_To do:_
• 1. For each of the statements (a), (b) and (c) below, state whether it agrees with the benchmark excerpt, and answer yes or no, followed by the words of the excerpt that decide it, quoted exactly. (a) The benchmark covered 50 support workflows. (b) The prompt-only policy completed 18 justified actions. (c) The baseline executed no actions that should not have happened.
• 2. Transcribe the part of the benchmark excerpt that opens with the words containing "Same 50 support" and closes with "justified action completed.".

_Page excerpt:_
--- --- ---

Benchmark result
Prompt-only did not solve action correctness. VerifiedX did.
Same 50 support workflows. Same tools. Same agent goals. Prompt-only reached zero unjustified executions by completing almost none of the justified actions. VerifiedX reached zero unjustified executions while completing 18x more justified actions than prompt-only.
No action boundary
Baseline
Acts more, but some actions should not have happened.
Prompt-only policy
Prompting
Looks safer on one metric, but fails the automation job: only 1 justified action completed.
Runtime action boundary
VerifiedX
18 justified completions versus 1 with prompt-only, with zero unjustified executions.
Modern support agents are no longer chat widgets. They issue refunds, update subscriptions, change reservations, tag cases, verify identity, and send customer-facing messages. That creates a new evaluation problem: a model can look careful while simply doing nothing, and it can sound helpful while executing the wrong side effect.

--- --- ---

_Dataset content:_
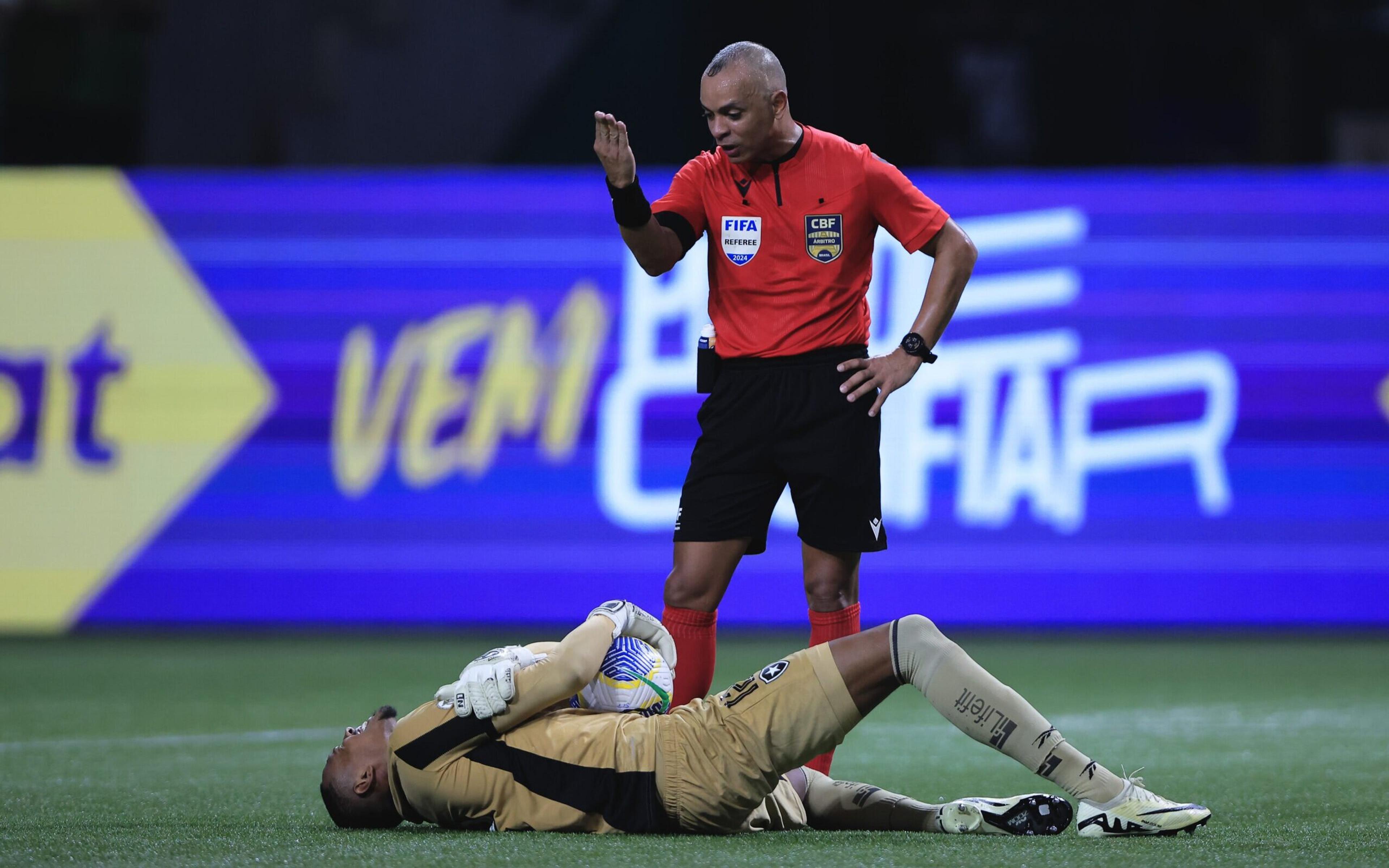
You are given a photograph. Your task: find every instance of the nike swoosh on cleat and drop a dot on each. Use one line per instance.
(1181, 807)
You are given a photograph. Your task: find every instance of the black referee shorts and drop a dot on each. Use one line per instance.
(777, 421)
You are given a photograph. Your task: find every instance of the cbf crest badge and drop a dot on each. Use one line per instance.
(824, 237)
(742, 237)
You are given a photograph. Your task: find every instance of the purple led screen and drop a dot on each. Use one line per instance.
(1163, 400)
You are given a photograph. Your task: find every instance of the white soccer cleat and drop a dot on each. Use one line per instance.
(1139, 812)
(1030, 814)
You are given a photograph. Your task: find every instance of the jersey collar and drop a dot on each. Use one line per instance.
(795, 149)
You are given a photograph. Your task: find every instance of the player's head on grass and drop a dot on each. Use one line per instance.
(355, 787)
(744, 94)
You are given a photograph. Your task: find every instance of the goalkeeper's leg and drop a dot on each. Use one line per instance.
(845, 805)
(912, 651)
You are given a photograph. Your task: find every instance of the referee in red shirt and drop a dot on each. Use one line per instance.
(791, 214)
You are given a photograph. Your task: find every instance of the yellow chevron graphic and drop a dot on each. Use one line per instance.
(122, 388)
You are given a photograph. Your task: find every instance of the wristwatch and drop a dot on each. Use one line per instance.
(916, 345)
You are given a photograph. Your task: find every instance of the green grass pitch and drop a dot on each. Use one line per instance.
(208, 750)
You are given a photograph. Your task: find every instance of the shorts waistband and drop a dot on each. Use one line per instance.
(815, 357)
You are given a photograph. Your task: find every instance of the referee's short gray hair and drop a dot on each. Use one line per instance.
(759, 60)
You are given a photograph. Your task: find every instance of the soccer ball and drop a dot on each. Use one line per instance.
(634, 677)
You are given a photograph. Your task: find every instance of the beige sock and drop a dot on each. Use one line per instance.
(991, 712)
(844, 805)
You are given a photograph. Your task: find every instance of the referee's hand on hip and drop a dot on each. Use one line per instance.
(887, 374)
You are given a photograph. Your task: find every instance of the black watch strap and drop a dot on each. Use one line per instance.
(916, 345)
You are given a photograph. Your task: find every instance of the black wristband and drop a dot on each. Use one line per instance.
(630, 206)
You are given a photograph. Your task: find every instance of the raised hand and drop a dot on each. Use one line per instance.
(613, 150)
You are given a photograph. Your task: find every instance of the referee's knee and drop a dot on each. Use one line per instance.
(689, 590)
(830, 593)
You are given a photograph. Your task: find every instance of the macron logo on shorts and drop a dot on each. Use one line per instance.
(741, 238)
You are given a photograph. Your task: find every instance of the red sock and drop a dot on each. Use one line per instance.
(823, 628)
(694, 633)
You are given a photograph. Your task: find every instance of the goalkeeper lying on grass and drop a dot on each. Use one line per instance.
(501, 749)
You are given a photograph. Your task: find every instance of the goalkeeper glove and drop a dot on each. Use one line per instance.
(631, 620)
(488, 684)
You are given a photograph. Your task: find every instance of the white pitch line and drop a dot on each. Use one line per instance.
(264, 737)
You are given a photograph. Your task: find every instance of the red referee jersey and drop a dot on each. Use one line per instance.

--- --- ---

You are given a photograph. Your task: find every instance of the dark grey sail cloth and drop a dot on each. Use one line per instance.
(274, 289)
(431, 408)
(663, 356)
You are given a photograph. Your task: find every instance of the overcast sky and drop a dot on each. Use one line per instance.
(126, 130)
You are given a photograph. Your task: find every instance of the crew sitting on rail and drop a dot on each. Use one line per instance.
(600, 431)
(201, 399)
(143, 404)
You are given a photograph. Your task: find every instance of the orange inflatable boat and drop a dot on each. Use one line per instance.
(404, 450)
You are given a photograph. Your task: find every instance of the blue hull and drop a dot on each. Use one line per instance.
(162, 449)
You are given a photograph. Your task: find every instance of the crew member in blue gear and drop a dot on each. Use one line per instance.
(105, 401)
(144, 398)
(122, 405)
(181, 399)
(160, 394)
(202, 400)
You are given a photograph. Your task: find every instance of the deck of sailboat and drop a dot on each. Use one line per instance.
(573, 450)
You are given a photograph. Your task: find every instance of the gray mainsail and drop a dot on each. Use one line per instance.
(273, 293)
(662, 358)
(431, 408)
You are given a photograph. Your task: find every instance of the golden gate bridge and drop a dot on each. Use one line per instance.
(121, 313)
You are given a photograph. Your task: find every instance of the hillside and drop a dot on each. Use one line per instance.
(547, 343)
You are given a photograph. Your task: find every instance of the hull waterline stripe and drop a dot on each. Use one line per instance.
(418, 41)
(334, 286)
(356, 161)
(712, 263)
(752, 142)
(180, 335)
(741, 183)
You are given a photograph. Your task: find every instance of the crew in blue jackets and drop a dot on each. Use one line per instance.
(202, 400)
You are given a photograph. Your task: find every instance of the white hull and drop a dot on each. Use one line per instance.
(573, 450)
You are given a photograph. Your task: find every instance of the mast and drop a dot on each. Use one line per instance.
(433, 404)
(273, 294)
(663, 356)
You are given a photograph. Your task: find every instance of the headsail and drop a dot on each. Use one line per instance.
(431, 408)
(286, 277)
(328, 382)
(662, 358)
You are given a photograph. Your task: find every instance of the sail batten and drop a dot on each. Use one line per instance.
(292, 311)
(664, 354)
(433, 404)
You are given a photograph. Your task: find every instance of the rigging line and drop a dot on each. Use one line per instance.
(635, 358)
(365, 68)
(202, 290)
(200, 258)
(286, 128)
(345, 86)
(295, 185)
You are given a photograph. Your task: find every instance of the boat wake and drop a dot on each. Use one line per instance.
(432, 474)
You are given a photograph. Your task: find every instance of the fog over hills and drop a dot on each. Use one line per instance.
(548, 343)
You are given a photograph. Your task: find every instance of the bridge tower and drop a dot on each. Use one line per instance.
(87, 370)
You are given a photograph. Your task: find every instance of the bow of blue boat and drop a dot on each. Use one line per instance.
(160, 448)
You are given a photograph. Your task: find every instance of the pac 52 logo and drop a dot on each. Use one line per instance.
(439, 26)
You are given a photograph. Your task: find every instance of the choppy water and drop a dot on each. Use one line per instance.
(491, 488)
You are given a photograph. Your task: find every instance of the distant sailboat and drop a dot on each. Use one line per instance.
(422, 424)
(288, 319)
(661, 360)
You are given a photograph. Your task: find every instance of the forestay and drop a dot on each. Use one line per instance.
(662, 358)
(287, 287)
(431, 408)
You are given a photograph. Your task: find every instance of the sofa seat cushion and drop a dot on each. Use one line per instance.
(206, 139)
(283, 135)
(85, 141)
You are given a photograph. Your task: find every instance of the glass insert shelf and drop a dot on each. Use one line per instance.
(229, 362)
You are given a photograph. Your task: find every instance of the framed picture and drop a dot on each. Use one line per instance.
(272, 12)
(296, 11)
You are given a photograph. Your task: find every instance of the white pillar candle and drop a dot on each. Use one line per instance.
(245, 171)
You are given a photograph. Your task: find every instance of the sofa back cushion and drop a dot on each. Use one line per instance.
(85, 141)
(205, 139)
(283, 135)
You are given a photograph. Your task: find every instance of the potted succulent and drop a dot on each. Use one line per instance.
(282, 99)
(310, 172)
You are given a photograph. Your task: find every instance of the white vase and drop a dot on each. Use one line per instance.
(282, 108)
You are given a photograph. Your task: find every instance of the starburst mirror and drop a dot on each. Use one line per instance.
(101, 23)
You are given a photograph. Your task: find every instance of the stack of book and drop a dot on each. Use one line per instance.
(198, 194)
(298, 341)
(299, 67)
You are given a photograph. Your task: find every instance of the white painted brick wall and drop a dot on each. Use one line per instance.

--- --- ---

_Task solutions:_
• 1.
(a) Yes: "Same 50 support workflows."
(b) No: "only 1 justified action completed."
(c) No: "Acts more, but some actions should not have happened."

• 2.
Same 50 support workflows. Same tools. Same agent goals. Prompt-only reached zero unjustified executions by completing almost none of the justified actions. VerifiedX reached zero unjustified executions while completing 18x more justified actions than prompt-only.
No action boundary
Baseline
Acts more, but some actions should not have happened.
Prompt-only policy
Prompting
Looks safer on one metric, but fails the automation job: only 1 justified action completed.